WHAT THE EXERCISE ASKS: How many lines in the items below contain the string "roof", counting only matches with the same case? Reply with the number alone.
******
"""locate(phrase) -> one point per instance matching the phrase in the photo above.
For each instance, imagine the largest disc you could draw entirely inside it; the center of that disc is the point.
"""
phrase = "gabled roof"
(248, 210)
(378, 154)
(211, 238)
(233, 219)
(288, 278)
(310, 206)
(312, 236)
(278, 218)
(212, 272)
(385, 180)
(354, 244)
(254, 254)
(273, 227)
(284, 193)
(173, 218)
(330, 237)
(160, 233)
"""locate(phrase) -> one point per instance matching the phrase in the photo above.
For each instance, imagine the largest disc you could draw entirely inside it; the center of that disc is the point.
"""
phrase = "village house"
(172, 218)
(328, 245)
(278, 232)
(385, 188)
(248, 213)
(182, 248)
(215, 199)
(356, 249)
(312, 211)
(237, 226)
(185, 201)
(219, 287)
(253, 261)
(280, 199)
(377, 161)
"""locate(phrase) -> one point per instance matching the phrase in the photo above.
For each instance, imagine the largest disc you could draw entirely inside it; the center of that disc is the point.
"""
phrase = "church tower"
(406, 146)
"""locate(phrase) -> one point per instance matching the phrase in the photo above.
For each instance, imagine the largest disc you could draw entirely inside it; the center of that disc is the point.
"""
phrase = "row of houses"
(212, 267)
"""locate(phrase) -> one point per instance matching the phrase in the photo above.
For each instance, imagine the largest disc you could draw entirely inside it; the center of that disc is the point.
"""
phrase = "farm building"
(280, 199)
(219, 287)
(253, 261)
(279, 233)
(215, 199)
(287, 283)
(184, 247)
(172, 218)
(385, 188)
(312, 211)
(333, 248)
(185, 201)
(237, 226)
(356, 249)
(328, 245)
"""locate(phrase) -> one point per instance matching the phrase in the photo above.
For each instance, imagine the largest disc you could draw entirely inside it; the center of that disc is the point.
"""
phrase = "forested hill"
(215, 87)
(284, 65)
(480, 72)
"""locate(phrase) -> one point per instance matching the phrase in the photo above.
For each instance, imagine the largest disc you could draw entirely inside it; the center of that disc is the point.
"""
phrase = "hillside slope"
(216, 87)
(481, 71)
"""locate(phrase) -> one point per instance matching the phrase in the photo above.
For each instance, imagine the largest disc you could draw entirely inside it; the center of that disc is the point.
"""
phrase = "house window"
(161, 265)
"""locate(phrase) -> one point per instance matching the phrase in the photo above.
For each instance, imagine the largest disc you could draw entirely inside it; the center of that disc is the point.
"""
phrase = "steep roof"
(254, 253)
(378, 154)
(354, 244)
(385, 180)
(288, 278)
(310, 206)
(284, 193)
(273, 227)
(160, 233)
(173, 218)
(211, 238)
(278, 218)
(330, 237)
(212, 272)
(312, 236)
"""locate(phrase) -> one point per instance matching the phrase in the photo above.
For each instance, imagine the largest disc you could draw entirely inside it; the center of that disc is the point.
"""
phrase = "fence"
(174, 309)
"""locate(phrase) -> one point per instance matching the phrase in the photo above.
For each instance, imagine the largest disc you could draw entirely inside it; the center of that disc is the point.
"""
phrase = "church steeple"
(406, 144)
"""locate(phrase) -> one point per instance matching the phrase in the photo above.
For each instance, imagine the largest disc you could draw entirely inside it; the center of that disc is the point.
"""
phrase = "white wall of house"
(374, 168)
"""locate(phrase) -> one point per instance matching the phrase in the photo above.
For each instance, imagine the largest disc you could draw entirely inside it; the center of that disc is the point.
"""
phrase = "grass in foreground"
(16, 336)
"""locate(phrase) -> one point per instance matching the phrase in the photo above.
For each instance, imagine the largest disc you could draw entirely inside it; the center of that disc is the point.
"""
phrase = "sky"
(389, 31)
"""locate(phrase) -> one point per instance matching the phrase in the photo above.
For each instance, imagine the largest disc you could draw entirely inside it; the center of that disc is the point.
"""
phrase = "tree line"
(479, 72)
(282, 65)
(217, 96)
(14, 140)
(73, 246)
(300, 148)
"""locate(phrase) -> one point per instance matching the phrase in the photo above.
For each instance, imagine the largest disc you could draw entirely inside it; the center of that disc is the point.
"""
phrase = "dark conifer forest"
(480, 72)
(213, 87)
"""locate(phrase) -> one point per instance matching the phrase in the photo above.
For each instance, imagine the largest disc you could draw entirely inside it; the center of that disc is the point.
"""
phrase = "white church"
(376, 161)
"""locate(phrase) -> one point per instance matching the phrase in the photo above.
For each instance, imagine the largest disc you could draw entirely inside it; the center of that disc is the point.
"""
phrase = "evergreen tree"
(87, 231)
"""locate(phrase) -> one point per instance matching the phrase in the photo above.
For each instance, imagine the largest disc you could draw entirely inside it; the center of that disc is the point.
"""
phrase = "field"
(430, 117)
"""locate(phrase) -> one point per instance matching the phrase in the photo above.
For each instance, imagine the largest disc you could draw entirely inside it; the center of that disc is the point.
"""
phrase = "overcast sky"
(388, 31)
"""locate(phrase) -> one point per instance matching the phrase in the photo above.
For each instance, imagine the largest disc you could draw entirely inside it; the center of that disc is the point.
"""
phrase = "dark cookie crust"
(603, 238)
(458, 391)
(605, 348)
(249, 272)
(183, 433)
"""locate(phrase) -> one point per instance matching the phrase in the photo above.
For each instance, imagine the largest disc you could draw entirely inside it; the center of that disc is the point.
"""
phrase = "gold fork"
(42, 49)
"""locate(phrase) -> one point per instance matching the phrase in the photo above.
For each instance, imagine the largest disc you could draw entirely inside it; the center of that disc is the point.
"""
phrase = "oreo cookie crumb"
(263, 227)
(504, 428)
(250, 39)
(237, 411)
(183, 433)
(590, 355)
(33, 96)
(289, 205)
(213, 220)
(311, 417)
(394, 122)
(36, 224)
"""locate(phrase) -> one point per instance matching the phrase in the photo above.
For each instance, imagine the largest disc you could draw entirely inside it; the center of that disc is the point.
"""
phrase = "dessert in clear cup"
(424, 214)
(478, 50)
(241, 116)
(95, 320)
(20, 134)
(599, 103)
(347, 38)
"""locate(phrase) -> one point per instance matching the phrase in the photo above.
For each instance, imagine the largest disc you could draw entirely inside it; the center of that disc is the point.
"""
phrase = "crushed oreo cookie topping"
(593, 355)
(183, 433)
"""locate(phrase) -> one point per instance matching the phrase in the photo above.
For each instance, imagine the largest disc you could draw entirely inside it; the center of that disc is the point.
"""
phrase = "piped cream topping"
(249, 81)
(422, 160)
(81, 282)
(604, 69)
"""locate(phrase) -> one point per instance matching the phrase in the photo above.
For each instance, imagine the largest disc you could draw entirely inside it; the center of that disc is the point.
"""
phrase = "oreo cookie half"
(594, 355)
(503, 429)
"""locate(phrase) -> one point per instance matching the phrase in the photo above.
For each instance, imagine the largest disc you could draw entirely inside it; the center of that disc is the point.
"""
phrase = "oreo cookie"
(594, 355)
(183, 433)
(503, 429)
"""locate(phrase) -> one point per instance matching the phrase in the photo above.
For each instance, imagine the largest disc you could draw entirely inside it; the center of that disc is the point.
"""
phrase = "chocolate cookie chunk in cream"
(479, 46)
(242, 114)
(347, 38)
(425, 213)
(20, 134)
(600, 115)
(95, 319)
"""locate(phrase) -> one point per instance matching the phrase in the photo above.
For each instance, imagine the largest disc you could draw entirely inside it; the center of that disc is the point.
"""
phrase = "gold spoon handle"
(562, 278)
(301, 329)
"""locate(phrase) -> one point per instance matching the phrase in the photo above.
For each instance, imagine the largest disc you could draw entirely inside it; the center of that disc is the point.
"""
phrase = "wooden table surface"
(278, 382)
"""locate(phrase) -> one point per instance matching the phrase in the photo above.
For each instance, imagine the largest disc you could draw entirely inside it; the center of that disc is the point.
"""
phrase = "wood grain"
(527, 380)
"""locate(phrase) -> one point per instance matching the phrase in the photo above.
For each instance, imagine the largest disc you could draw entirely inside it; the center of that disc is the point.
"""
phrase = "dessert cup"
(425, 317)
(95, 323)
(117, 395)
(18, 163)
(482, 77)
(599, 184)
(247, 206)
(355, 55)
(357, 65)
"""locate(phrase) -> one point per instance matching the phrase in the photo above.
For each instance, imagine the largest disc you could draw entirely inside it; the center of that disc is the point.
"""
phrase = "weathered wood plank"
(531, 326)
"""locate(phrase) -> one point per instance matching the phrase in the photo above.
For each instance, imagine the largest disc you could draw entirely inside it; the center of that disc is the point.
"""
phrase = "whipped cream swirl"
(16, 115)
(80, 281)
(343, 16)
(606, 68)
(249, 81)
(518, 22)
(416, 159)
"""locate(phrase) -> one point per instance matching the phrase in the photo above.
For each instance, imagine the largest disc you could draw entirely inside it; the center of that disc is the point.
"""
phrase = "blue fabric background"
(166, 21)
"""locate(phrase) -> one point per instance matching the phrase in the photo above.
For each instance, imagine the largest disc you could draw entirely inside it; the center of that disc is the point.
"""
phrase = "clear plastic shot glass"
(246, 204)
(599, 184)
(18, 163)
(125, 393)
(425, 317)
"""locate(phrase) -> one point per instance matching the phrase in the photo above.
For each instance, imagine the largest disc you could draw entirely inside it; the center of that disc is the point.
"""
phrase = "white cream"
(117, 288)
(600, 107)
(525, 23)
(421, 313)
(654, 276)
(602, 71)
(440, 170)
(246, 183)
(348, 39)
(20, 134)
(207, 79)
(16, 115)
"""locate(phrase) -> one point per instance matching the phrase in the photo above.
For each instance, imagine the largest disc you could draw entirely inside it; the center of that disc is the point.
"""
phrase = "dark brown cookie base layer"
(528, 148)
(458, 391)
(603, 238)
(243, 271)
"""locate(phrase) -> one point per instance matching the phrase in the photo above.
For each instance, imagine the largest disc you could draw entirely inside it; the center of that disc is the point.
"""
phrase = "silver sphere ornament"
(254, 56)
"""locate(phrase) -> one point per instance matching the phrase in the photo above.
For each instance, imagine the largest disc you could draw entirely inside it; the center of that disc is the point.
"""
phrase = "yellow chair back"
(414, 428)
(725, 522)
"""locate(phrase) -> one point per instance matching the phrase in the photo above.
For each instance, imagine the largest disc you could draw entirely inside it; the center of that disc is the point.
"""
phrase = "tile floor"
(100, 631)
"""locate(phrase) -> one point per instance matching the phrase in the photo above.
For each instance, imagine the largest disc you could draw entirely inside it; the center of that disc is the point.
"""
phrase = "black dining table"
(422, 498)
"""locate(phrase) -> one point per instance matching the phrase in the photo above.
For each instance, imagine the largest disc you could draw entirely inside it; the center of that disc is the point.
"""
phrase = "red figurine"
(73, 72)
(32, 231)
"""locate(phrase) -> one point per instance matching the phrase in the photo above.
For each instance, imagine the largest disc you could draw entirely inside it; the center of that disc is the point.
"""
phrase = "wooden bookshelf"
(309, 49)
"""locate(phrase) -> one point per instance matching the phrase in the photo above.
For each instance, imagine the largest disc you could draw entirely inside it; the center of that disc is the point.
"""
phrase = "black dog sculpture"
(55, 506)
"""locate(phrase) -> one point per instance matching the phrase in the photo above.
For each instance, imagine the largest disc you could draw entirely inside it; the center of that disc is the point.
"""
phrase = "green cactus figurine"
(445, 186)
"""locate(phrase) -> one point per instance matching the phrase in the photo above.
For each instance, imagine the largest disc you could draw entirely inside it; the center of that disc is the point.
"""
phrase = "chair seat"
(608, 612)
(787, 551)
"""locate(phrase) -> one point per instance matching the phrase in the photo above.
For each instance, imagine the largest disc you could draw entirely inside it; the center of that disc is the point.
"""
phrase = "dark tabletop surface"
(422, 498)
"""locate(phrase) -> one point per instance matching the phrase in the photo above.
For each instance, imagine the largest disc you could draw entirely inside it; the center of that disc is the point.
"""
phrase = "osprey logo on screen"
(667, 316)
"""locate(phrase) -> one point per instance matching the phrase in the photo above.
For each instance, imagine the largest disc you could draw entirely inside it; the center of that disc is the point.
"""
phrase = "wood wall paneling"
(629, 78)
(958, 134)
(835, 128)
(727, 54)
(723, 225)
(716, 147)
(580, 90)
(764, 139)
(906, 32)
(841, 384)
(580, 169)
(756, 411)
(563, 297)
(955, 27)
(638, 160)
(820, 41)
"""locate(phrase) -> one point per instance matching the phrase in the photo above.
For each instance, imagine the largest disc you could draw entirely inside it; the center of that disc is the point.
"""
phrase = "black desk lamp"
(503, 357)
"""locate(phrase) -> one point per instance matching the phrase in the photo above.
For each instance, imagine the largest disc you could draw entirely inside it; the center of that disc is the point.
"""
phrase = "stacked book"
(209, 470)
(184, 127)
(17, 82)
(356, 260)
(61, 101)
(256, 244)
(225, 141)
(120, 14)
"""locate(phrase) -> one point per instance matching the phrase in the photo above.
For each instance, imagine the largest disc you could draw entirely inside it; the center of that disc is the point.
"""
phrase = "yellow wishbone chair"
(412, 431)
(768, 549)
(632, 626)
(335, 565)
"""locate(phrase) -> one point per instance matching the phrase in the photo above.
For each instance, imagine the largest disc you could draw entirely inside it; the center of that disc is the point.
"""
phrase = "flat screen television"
******
EXERCISE ANSWER: 2